[SET TASK]
Please copy the records from their first line through the line containing "436 158 444 249", swapping "pergola post" for "porch column" and leaving everything else unchanged. Leave out the pictures.

[DATA FOR THIS EXERCISE]
---

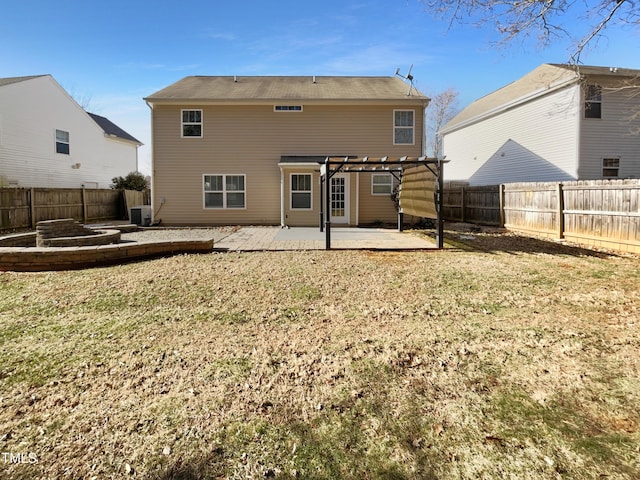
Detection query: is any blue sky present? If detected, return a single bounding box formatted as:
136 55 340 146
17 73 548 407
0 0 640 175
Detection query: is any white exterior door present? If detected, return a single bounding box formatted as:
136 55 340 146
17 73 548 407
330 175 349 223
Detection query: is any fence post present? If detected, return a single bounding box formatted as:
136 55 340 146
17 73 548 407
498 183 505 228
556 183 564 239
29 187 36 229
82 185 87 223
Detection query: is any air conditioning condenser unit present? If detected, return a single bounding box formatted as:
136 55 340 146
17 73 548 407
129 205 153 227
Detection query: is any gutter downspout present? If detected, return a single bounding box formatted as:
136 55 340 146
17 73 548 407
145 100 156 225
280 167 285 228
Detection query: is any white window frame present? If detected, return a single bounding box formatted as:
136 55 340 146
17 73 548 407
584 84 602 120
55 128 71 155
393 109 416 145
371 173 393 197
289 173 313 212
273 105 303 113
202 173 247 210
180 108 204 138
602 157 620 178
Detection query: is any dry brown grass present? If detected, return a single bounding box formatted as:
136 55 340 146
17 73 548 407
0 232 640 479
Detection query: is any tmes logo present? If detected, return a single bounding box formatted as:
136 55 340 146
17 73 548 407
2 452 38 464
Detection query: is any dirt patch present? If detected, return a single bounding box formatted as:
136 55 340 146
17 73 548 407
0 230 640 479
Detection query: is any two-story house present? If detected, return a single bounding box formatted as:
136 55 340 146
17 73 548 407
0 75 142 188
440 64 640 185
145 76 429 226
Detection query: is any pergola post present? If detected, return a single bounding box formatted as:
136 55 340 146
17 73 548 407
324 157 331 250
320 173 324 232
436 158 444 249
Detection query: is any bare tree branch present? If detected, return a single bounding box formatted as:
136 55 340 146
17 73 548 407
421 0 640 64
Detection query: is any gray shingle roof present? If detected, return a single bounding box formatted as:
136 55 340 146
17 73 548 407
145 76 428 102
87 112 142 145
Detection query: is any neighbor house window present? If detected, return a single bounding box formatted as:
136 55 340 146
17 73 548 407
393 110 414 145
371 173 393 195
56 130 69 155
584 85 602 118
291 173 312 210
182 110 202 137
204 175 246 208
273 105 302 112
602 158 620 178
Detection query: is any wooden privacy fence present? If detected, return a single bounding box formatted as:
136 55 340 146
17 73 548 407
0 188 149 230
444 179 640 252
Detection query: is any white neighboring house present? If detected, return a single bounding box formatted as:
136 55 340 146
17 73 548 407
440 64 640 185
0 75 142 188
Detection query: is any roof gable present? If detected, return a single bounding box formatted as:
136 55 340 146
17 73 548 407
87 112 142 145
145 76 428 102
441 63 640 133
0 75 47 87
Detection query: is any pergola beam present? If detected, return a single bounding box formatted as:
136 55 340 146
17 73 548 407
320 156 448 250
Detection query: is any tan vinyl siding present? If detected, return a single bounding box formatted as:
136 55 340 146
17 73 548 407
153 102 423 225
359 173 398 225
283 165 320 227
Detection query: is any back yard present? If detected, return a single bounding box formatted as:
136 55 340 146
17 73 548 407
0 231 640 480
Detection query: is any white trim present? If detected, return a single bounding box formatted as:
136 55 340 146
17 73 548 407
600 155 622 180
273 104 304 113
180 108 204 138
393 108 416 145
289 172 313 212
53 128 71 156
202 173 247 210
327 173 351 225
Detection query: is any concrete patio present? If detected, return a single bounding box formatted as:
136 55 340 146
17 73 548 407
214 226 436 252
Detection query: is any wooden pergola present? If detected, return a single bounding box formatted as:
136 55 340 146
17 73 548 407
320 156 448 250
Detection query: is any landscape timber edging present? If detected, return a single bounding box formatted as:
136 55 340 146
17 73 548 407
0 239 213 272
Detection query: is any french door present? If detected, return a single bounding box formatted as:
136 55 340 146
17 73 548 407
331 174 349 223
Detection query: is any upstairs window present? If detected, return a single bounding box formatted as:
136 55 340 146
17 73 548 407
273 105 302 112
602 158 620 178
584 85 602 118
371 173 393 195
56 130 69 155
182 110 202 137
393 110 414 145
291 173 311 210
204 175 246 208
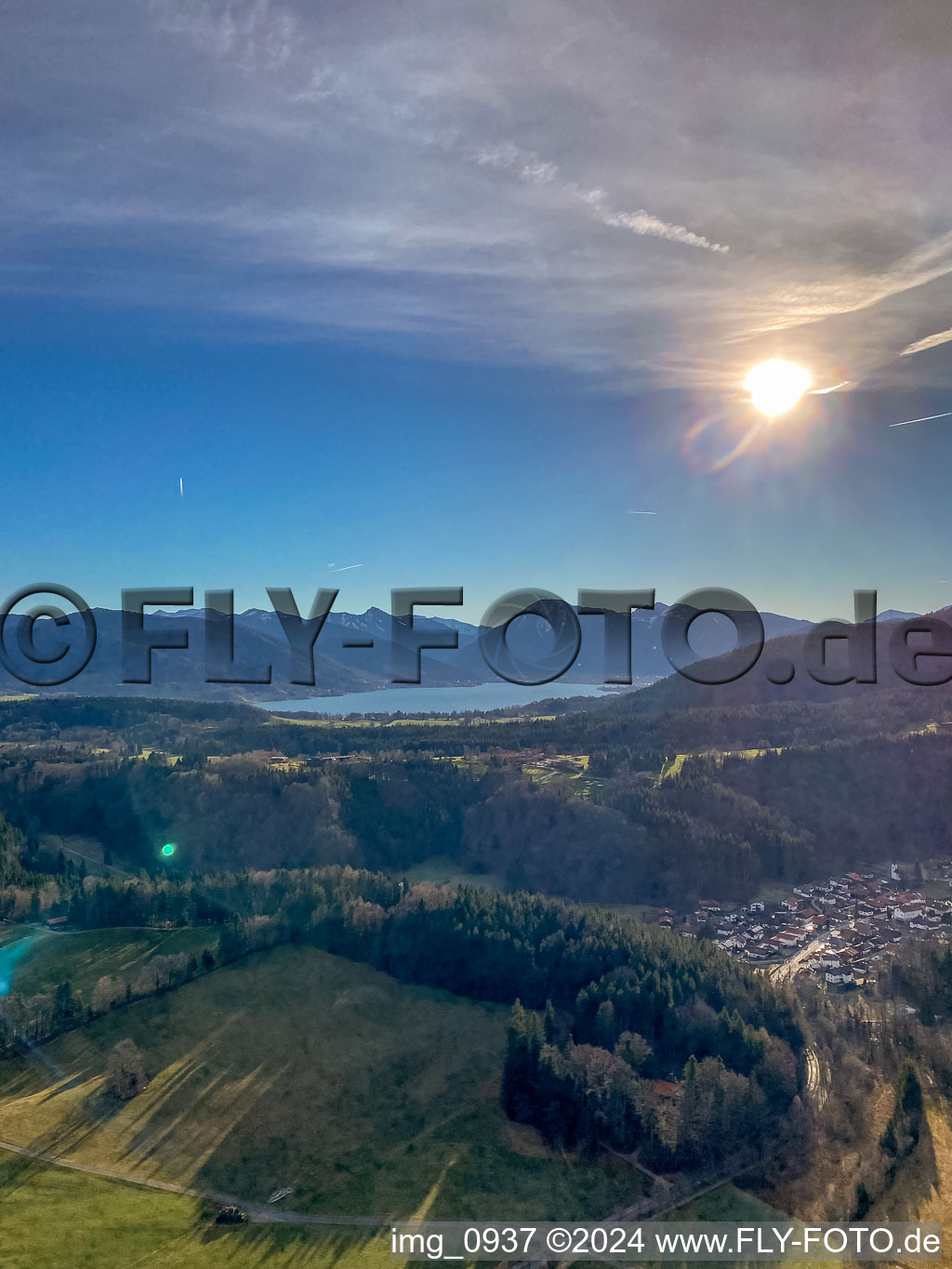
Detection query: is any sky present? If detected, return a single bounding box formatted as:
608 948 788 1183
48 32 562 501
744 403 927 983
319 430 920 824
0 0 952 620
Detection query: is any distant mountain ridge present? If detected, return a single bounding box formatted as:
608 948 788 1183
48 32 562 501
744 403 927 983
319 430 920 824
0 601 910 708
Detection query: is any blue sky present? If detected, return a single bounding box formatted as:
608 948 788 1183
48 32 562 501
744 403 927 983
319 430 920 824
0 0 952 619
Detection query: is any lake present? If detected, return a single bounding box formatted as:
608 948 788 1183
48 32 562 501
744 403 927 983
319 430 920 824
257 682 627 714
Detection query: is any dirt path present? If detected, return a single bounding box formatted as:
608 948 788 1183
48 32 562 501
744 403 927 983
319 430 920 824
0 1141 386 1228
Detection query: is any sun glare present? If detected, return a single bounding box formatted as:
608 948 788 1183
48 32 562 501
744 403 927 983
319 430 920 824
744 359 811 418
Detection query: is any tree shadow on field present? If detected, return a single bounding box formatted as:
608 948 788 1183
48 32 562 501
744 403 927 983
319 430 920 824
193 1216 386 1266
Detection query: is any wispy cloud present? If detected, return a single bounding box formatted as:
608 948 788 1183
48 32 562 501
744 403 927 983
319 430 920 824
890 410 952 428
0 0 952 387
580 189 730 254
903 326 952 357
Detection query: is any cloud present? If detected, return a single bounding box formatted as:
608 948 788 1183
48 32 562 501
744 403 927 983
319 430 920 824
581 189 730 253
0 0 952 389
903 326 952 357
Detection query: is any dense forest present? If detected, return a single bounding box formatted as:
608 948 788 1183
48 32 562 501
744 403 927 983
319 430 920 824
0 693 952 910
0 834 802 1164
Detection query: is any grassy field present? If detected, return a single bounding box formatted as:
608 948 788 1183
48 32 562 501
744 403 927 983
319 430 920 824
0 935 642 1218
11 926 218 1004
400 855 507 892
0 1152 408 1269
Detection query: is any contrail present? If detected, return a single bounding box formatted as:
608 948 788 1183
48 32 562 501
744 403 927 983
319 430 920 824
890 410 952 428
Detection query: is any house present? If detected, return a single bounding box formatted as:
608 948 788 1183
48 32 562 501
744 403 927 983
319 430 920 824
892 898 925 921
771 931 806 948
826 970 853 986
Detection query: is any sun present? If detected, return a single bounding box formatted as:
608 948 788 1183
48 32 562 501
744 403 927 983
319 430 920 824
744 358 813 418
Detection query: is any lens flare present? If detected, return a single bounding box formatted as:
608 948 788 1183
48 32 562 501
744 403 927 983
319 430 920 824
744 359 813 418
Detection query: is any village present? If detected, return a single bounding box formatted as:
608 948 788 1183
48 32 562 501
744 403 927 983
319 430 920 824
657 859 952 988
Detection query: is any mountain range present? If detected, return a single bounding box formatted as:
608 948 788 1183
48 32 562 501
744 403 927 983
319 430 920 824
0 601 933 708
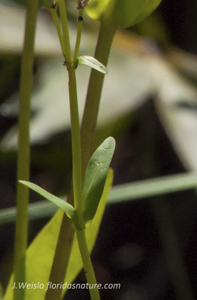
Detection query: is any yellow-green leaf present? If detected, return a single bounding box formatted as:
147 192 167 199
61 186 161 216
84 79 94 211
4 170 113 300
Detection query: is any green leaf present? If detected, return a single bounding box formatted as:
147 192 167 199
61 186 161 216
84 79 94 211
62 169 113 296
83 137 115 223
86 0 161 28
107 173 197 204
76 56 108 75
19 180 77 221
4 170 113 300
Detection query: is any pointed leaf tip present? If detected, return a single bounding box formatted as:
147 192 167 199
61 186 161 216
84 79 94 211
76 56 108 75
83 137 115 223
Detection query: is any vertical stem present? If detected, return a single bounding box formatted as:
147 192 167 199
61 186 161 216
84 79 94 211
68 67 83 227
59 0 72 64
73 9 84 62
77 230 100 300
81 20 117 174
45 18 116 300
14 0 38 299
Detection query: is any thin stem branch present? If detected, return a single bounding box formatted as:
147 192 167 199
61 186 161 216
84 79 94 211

---

[FINAL RESULT]
Detection query: is any blue sky present? If detected, return a single bounding box formatted as:
136 55 340 146
17 73 548 407
0 0 640 175
Detection query: is any white exterior door present? If detected, return a single bounding box formatted as:
136 55 340 146
17 73 548 407
330 175 349 223
Detection query: is any fence post present? If detected, return a single bounding box formatted as:
136 55 340 146
17 73 548 407
498 183 505 228
556 183 564 239
29 187 36 229
82 185 87 223
Detection query: is any air conditioning condenser unit present? If detected, return a single bounding box formatted as:
136 55 340 146
17 73 548 407
129 205 153 227
Detection query: is any gutter downspout present? If detected, return a single bounding box formatted as:
136 55 340 146
17 73 548 407
145 100 156 225
280 167 285 228
Detection query: is any white window frame present? If detected, return a single bounding box formatted as:
136 55 340 146
17 73 548 407
584 84 602 120
55 128 71 155
393 109 416 145
371 173 393 197
289 173 313 212
273 105 303 113
202 173 247 210
180 108 204 138
602 157 620 178
Detection query: is any dry brown grass present? If detected, return a single bounding box formatted as:
136 55 340 146
17 73 548 407
0 232 640 479
Detection query: is any tmes logo present? If detected, return a single bounding box formatted as:
136 55 340 146
17 73 548 407
2 452 38 464
Detection query: is any dirt patch present? If detected, return a single bounding box formatted as:
136 55 340 146
17 73 548 407
0 230 640 479
Detection query: is any two-story house present? If detected, return a single bounding box formatted as:
136 55 340 146
17 73 548 407
0 75 142 188
440 64 640 185
145 76 429 226
Detection query: is any porch column present? If detected, return a single bounding box formatted as:
136 55 340 146
17 73 548 407
324 157 331 250
320 173 324 232
436 158 444 249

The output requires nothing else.